**WRITTEN TASK**
Copy out each line of the entries below in which the word "tentacle" appears.
--- START ---
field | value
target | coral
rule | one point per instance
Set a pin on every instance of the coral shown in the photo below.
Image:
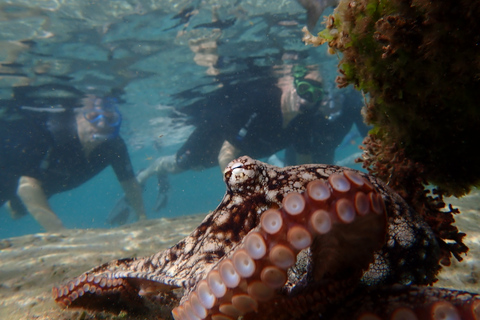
(419, 61)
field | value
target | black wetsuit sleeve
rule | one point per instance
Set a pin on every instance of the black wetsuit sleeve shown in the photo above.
(120, 162)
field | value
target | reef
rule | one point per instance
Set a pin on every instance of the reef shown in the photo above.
(418, 63)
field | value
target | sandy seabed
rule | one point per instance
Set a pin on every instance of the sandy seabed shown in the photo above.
(31, 265)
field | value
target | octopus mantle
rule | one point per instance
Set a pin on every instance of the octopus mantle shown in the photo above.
(310, 241)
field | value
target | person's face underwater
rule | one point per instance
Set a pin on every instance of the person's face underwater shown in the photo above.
(103, 118)
(310, 91)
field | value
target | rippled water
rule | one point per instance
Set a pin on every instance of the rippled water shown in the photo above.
(146, 48)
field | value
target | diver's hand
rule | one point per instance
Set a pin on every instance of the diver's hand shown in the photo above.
(162, 196)
(120, 213)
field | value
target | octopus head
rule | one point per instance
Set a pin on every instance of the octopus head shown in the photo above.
(242, 174)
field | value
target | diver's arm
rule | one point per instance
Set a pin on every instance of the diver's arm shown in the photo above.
(303, 158)
(227, 153)
(133, 194)
(33, 197)
(162, 165)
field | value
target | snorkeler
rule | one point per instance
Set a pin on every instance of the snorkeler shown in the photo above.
(54, 149)
(259, 118)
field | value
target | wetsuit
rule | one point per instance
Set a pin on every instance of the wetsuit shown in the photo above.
(50, 151)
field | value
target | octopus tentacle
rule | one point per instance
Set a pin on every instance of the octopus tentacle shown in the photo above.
(255, 271)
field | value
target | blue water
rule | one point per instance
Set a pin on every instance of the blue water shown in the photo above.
(144, 49)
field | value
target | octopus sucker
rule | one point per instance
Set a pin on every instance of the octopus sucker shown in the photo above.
(285, 232)
(300, 242)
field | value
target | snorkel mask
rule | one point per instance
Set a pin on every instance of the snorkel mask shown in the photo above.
(106, 117)
(309, 90)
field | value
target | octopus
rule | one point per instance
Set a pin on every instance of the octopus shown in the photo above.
(300, 242)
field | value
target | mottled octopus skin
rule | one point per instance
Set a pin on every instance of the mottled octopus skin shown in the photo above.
(305, 269)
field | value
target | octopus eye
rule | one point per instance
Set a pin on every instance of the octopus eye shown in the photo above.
(236, 166)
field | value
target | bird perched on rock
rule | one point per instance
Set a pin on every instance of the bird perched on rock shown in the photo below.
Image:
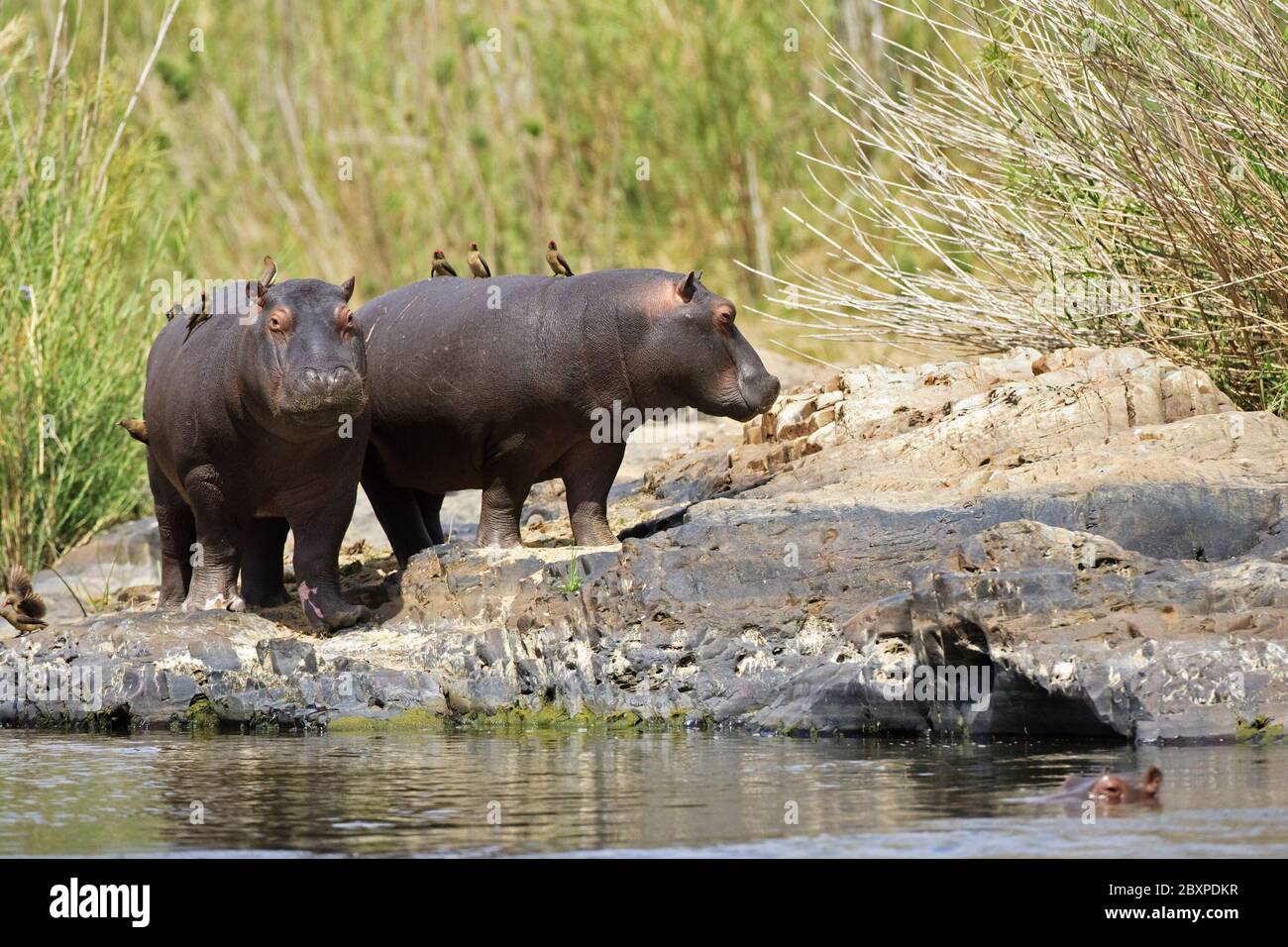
--- END ---
**EXERCISE SOLUTION**
target | octopus tentacle
Set a pin on every instance of the octopus tentacle shown in the photo above.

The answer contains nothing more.